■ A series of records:

= = = = =

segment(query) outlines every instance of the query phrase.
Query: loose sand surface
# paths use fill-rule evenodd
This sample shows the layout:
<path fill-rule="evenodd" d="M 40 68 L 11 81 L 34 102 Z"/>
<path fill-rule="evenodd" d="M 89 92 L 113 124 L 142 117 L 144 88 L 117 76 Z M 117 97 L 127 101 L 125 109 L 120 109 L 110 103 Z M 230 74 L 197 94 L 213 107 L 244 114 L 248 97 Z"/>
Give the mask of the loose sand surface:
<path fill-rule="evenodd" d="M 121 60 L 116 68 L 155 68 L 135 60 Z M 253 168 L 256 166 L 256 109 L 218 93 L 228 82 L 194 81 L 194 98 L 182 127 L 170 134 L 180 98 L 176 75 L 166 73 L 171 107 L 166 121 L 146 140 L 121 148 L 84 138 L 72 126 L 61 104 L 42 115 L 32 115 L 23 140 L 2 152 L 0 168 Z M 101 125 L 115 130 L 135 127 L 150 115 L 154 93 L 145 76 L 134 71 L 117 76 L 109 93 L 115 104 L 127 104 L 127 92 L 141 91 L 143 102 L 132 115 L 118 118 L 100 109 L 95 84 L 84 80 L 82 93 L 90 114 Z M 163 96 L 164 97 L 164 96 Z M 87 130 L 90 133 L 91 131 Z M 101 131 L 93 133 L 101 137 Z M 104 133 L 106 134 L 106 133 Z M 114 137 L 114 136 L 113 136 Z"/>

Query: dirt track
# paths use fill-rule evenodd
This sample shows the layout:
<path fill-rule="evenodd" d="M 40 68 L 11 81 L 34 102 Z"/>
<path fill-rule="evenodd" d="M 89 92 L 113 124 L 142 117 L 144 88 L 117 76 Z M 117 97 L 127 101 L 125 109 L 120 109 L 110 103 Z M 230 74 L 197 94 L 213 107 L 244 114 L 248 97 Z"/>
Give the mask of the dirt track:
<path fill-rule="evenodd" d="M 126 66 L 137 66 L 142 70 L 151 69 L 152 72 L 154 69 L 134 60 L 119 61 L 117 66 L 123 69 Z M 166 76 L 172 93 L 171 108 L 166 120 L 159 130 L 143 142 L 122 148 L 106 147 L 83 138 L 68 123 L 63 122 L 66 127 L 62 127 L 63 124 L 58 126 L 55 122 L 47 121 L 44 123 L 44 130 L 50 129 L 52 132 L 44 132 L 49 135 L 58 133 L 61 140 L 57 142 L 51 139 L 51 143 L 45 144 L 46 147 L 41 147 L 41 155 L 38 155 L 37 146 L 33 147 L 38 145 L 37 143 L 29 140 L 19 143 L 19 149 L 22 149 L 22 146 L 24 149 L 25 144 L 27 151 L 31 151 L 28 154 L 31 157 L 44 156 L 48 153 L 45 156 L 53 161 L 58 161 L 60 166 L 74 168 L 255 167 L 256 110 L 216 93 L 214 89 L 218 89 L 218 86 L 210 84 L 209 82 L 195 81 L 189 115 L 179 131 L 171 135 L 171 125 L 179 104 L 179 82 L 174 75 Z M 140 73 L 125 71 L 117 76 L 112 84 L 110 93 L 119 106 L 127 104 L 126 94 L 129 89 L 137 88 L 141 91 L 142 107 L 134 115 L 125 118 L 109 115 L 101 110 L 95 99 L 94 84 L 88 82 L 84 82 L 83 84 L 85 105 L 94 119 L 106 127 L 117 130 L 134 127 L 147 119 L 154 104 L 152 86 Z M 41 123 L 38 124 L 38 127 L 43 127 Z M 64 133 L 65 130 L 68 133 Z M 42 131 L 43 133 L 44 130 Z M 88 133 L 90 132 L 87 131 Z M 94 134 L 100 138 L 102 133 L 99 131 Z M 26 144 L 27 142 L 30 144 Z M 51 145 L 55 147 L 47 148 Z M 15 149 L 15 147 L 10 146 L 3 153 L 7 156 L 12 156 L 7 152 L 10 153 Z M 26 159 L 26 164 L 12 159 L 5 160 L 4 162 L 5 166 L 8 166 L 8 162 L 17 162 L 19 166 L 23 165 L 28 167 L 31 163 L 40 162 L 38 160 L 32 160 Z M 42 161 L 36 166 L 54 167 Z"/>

= = = = =

■ Exercise details: Can you rewrite every line of the material above as a numbered list, leaving out the blank lines?

■ Answer for this exercise:
1. segment(query) outlines every instance of the query phrase.
2. Query: loose sand surface
3. # paths use fill-rule evenodd
4. This sample shows the layout:
5. <path fill-rule="evenodd" d="M 40 68 L 11 81 L 34 102 Z"/>
6. <path fill-rule="evenodd" d="M 89 92 L 113 124 L 142 117 L 144 88 L 117 76 Z M 117 97 L 127 101 L 125 109 L 120 109 L 110 103 Z M 230 74 L 197 94 L 213 107 L 244 114 L 248 97 Z"/>
7. Give the mask of the loose sand surface:
8. <path fill-rule="evenodd" d="M 121 60 L 116 68 L 155 68 L 135 60 Z M 253 168 L 256 166 L 256 109 L 218 93 L 228 82 L 194 81 L 194 98 L 182 127 L 170 134 L 180 98 L 176 75 L 166 73 L 171 107 L 166 121 L 146 140 L 121 148 L 84 138 L 72 126 L 61 104 L 42 115 L 32 115 L 23 140 L 2 152 L 0 168 Z M 101 125 L 115 130 L 135 127 L 150 115 L 154 93 L 145 76 L 134 71 L 117 76 L 109 93 L 115 104 L 127 104 L 127 92 L 141 91 L 143 102 L 132 115 L 118 118 L 100 109 L 95 84 L 84 80 L 82 93 L 90 114 Z M 163 96 L 164 97 L 164 96 Z M 87 130 L 90 133 L 91 131 Z M 101 131 L 93 133 L 101 137 Z M 104 133 L 106 134 L 106 133 Z M 114 137 L 114 136 L 113 136 Z"/>
9. Query: dirt track
10. # paths use fill-rule evenodd
11. This sample shows the layout:
12. <path fill-rule="evenodd" d="M 40 68 L 11 81 L 34 102 Z"/>
13. <path fill-rule="evenodd" d="M 89 92 L 113 124 L 142 117 L 144 88 L 117 76 Z M 117 97 L 127 101 L 125 109 L 120 109 L 110 103 Z M 230 74 L 197 94 L 213 107 L 244 114 L 248 97 Z"/>
14. Give the mask of the dirt track:
15. <path fill-rule="evenodd" d="M 126 66 L 137 66 L 142 70 L 151 69 L 152 72 L 154 69 L 134 60 L 119 61 L 117 66 L 123 69 Z M 166 76 L 172 93 L 171 108 L 166 120 L 159 130 L 143 142 L 122 148 L 106 147 L 83 138 L 68 123 L 63 122 L 66 127 L 62 127 L 63 124 L 58 126 L 55 122 L 47 121 L 44 123 L 44 130 L 50 129 L 52 132 L 44 132 L 49 135 L 58 133 L 61 140 L 57 142 L 51 139 L 51 143 L 45 144 L 46 147 L 41 147 L 41 155 L 38 155 L 37 146 L 33 147 L 38 145 L 37 143 L 29 140 L 19 143 L 19 149 L 22 149 L 22 146 L 24 149 L 25 144 L 27 151 L 31 151 L 28 154 L 31 157 L 44 156 L 48 153 L 45 156 L 53 161 L 58 161 L 60 166 L 74 168 L 255 167 L 256 110 L 216 93 L 214 89 L 218 89 L 218 86 L 210 84 L 209 82 L 195 81 L 189 115 L 179 131 L 171 135 L 171 125 L 179 104 L 179 82 L 174 75 Z M 140 73 L 125 71 L 117 76 L 112 84 L 110 93 L 119 106 L 127 104 L 126 94 L 129 89 L 137 88 L 141 91 L 142 107 L 134 115 L 125 118 L 109 115 L 101 110 L 95 99 L 94 84 L 88 82 L 84 82 L 83 84 L 85 105 L 94 119 L 106 127 L 117 130 L 134 127 L 147 119 L 154 104 L 152 86 Z M 41 123 L 38 124 L 38 127 L 43 127 Z M 64 133 L 65 130 L 68 133 Z M 42 131 L 43 133 L 44 130 Z M 88 133 L 90 132 L 87 131 Z M 94 134 L 100 138 L 102 133 L 99 131 Z M 26 144 L 27 142 L 30 144 Z M 51 145 L 55 147 L 47 148 Z M 15 149 L 15 147 L 10 146 L 3 153 L 7 156 L 12 156 L 7 152 L 10 153 Z M 26 159 L 26 164 L 12 159 L 5 160 L 4 162 L 5 166 L 8 166 L 8 162 L 17 162 L 19 166 L 23 165 L 28 167 L 31 163 L 40 162 L 38 160 L 32 160 Z M 42 161 L 36 166 L 54 167 Z"/>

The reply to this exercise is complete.